How to complete this task: Repeat back every line of the data, exactly.

Records to use:
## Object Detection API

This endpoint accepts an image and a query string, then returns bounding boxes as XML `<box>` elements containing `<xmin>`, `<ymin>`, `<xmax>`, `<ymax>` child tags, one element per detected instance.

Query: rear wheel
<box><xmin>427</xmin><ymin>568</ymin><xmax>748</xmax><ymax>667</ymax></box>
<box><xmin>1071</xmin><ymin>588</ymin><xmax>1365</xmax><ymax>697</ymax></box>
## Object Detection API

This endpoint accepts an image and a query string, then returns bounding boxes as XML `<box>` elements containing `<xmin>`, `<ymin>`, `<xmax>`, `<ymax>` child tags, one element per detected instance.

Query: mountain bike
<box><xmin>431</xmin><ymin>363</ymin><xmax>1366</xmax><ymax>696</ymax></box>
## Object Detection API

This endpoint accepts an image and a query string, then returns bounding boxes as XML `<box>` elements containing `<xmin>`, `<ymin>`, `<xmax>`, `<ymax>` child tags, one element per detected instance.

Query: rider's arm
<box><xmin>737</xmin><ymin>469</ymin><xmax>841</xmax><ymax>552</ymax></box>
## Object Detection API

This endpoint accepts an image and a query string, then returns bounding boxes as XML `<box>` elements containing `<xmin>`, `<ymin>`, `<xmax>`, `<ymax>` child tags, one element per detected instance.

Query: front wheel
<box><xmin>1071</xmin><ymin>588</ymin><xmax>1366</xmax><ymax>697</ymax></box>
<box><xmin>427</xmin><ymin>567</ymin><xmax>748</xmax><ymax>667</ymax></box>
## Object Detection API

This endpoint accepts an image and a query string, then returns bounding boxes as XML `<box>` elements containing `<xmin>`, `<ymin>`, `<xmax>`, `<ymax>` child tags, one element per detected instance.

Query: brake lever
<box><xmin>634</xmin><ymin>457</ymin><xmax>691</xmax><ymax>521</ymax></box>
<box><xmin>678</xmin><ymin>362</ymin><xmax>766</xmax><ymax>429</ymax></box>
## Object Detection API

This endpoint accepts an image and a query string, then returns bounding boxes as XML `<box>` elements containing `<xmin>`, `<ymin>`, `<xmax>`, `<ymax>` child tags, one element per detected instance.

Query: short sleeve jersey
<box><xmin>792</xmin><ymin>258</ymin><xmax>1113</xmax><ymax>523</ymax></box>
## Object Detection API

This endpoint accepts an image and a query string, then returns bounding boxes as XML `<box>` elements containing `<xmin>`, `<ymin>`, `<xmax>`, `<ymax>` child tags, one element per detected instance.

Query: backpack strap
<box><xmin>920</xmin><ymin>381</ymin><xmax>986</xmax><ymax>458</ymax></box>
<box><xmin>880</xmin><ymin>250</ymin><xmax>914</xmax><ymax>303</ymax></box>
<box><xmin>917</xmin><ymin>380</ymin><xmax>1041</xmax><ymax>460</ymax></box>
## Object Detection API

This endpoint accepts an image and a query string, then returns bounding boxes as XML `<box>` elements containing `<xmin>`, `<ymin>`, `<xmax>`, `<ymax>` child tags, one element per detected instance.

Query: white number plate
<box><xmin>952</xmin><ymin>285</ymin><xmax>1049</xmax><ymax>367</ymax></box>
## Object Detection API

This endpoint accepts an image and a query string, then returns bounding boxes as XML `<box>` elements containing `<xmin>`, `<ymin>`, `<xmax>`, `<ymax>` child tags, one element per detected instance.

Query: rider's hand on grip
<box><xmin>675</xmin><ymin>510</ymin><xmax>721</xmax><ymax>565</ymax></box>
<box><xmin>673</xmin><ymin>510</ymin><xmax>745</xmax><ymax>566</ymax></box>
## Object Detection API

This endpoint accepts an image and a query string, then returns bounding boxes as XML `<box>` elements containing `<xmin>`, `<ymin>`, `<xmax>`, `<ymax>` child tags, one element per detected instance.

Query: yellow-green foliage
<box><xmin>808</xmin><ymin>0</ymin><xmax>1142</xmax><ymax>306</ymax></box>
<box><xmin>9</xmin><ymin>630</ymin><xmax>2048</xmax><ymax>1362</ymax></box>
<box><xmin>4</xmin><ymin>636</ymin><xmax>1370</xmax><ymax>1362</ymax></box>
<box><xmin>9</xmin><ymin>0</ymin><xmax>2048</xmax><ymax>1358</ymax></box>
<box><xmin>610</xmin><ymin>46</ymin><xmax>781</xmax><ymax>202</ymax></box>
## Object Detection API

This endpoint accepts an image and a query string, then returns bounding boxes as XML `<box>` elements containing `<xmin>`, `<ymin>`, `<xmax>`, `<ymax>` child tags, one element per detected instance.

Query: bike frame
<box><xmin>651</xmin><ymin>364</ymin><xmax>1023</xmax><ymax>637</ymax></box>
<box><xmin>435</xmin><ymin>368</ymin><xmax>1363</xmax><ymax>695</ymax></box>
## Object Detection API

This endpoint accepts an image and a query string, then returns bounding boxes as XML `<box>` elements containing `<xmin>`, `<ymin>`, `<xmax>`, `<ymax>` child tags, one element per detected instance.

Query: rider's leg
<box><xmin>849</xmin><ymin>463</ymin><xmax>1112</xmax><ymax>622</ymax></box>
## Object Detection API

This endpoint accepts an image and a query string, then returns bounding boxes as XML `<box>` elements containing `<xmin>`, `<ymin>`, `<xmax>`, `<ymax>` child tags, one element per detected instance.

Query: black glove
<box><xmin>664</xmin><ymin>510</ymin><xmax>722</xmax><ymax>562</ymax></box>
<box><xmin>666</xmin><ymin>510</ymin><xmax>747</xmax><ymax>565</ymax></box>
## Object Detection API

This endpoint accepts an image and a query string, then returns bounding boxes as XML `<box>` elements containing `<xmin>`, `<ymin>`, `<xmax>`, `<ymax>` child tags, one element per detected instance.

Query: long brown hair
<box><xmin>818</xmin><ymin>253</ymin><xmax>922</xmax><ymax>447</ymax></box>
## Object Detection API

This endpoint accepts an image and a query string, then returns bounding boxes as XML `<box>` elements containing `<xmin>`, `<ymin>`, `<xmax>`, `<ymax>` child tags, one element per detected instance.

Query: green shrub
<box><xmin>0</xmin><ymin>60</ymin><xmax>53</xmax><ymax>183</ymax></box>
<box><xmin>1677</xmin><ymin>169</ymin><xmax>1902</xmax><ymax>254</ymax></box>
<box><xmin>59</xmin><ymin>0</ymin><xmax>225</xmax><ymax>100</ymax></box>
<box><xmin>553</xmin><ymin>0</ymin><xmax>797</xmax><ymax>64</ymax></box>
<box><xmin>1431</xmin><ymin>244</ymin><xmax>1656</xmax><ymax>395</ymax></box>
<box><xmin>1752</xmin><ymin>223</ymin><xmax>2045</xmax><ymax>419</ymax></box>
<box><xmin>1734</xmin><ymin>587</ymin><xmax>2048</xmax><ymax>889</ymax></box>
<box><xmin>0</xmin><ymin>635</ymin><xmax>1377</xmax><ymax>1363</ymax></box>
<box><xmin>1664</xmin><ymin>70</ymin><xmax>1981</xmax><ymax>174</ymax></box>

Solution to this problem:
## Object Detection API

This endpoint accepts an image and a query string, then returns bounding boxes as XML `<box>` elements containing `<xmin>`, `<ymin>`, `<xmax>`, `<ymax>` child tags, one element per detected instance.

Query: rear wheel
<box><xmin>427</xmin><ymin>568</ymin><xmax>748</xmax><ymax>667</ymax></box>
<box><xmin>1071</xmin><ymin>588</ymin><xmax>1365</xmax><ymax>697</ymax></box>
## Object Detection API

This endpoint accepts an image and a query string, then returns bounding boxes as XML `<box>` elements containing `<xmin>`, `<ymin>`, `<xmax>`, `<ymax>` child tags, one element per detected instance.

Query: mountain bike
<box><xmin>431</xmin><ymin>363</ymin><xmax>1366</xmax><ymax>696</ymax></box>
## Object Detection API

This endpoint accepts an image and a query string, then returns bounding boxes as XML `<box>` elements containing `<xmin>`, `<ymin>`, `<xmax>`, `<ymax>` child tags, one element per detected instance.

Query: rider's arm
<box><xmin>737</xmin><ymin>469</ymin><xmax>841</xmax><ymax>552</ymax></box>
## Object Detection API

This endpoint accepts an image and a query string, then returns bounding boxes as XML `<box>` elements containing `<xmin>`, `<ymin>`, `<xmax>`, `<ymax>` child tags, one element per detected instance.

Query: front wheel
<box><xmin>1071</xmin><ymin>588</ymin><xmax>1366</xmax><ymax>697</ymax></box>
<box><xmin>427</xmin><ymin>567</ymin><xmax>748</xmax><ymax>667</ymax></box>
## Object Detection API

This endpoint accepts an image and a query string, then returns bounding boxes as XML `<box>` elements containing `<xmin>`, `<ymin>`, `<xmax>`, `<ymax>` child tags, one element per detected instance.

Query: brake lever
<box><xmin>634</xmin><ymin>457</ymin><xmax>691</xmax><ymax>521</ymax></box>
<box><xmin>678</xmin><ymin>362</ymin><xmax>766</xmax><ymax>429</ymax></box>
## Object Detection API

This endpoint accepts an image and a query string, then returns bounding boxes as XML `<box>` elements containing `<xmin>`, `<ymin>`, `<xmax>`, `<ymax>` child tags, one element per detected instance.

Query: short sleeve jersey
<box><xmin>792</xmin><ymin>258</ymin><xmax>1113</xmax><ymax>523</ymax></box>
## Object Detection API

This endpoint accepts an image and a query string, then returns bounding boxes as XML `<box>` elements containing `<xmin>`, `<ymin>`, `<xmax>`, `<ymax>` child tags, one element per detected instance.

Query: backpack strap
<box><xmin>920</xmin><ymin>381</ymin><xmax>986</xmax><ymax>458</ymax></box>
<box><xmin>880</xmin><ymin>250</ymin><xmax>914</xmax><ymax>303</ymax></box>
<box><xmin>917</xmin><ymin>380</ymin><xmax>1041</xmax><ymax>460</ymax></box>
## Object Detection API

This endpoint accepts an image and a query string, then returns bounding boxes as XML `<box>` elements containing `<xmin>`, `<ymin>`, `<xmax>`, `<ymax>` child tags, one element per detected instance.

Query: white number plate
<box><xmin>952</xmin><ymin>285</ymin><xmax>1049</xmax><ymax>367</ymax></box>
## Object Detection API

This endpoint accepts an image and a query string, then returns bounding boxes as XML `<box>` elements containing `<xmin>`, `<ymin>`, `<xmax>`, `<ymax>` child tags, one element per detected instance.

Query: rider's hand on grip
<box><xmin>675</xmin><ymin>510</ymin><xmax>721</xmax><ymax>565</ymax></box>
<box><xmin>673</xmin><ymin>510</ymin><xmax>745</xmax><ymax>566</ymax></box>
## Object Detection API

This endpoint accepts an image and a query string, then returns bounding boxes as XML `<box>` elements containing `<xmin>`, `<ymin>`, `<xmax>`, `<ymax>` child tags, one element per detected instance.

Query: yellow-green foliage
<box><xmin>808</xmin><ymin>0</ymin><xmax>1142</xmax><ymax>306</ymax></box>
<box><xmin>9</xmin><ymin>630</ymin><xmax>2048</xmax><ymax>1362</ymax></box>
<box><xmin>4</xmin><ymin>636</ymin><xmax>1370</xmax><ymax>1362</ymax></box>
<box><xmin>9</xmin><ymin>0</ymin><xmax>2048</xmax><ymax>1358</ymax></box>
<box><xmin>610</xmin><ymin>46</ymin><xmax>781</xmax><ymax>202</ymax></box>
## Object Detection API

This endpoint accepts an image and a query string, then returns bounding boxes as XML `<box>` elements containing `<xmin>`, `<ymin>`, `<xmax>`, `<ymax>` child tags, one element per detected instance.

Query: bike frame
<box><xmin>651</xmin><ymin>364</ymin><xmax>1023</xmax><ymax>637</ymax></box>
<box><xmin>435</xmin><ymin>368</ymin><xmax>1363</xmax><ymax>695</ymax></box>
## Object Detection API

This endpoint accepts an image and a query string, then returns bounding boxes as XML `<box>` elements containing `<xmin>`, `<ymin>`, `<xmax>`, `<ymax>` child tags, one element per detected instance.

Query: rider's leg
<box><xmin>849</xmin><ymin>463</ymin><xmax>1112</xmax><ymax>622</ymax></box>
## Object Detection API

This endpoint accepts an image and a query string, then returns bounding boxes as XML `<box>` elements containing `<xmin>`, `<ymin>`, `<xmax>`, `<ymax>` child tags, one element per detected instance.

Query: black glove
<box><xmin>664</xmin><ymin>510</ymin><xmax>722</xmax><ymax>562</ymax></box>
<box><xmin>666</xmin><ymin>510</ymin><xmax>747</xmax><ymax>565</ymax></box>
## Object Detection API

This endpoint accepts an image and a query string, then returns bounding boxes as XML `<box>` elements containing `<xmin>`, `<ymin>`, `<xmax>`, `<ymax>` child tags, one element per detected instance.

Query: long brown hair
<box><xmin>818</xmin><ymin>253</ymin><xmax>922</xmax><ymax>447</ymax></box>
## Object Detection API

This endpoint accepts an image and a query string, then returns bounding boxes as XML `<box>` elements containing `<xmin>`, `<ymin>`, `<xmax>`, `<ymax>` child tags, one element per detected instance.

Query: green shrub
<box><xmin>0</xmin><ymin>60</ymin><xmax>53</xmax><ymax>183</ymax></box>
<box><xmin>1677</xmin><ymin>169</ymin><xmax>1902</xmax><ymax>254</ymax></box>
<box><xmin>59</xmin><ymin>0</ymin><xmax>225</xmax><ymax>100</ymax></box>
<box><xmin>553</xmin><ymin>0</ymin><xmax>797</xmax><ymax>64</ymax></box>
<box><xmin>1431</xmin><ymin>244</ymin><xmax>1656</xmax><ymax>395</ymax></box>
<box><xmin>1752</xmin><ymin>223</ymin><xmax>2045</xmax><ymax>419</ymax></box>
<box><xmin>1734</xmin><ymin>587</ymin><xmax>2048</xmax><ymax>889</ymax></box>
<box><xmin>0</xmin><ymin>635</ymin><xmax>1377</xmax><ymax>1363</ymax></box>
<box><xmin>1664</xmin><ymin>70</ymin><xmax>1981</xmax><ymax>174</ymax></box>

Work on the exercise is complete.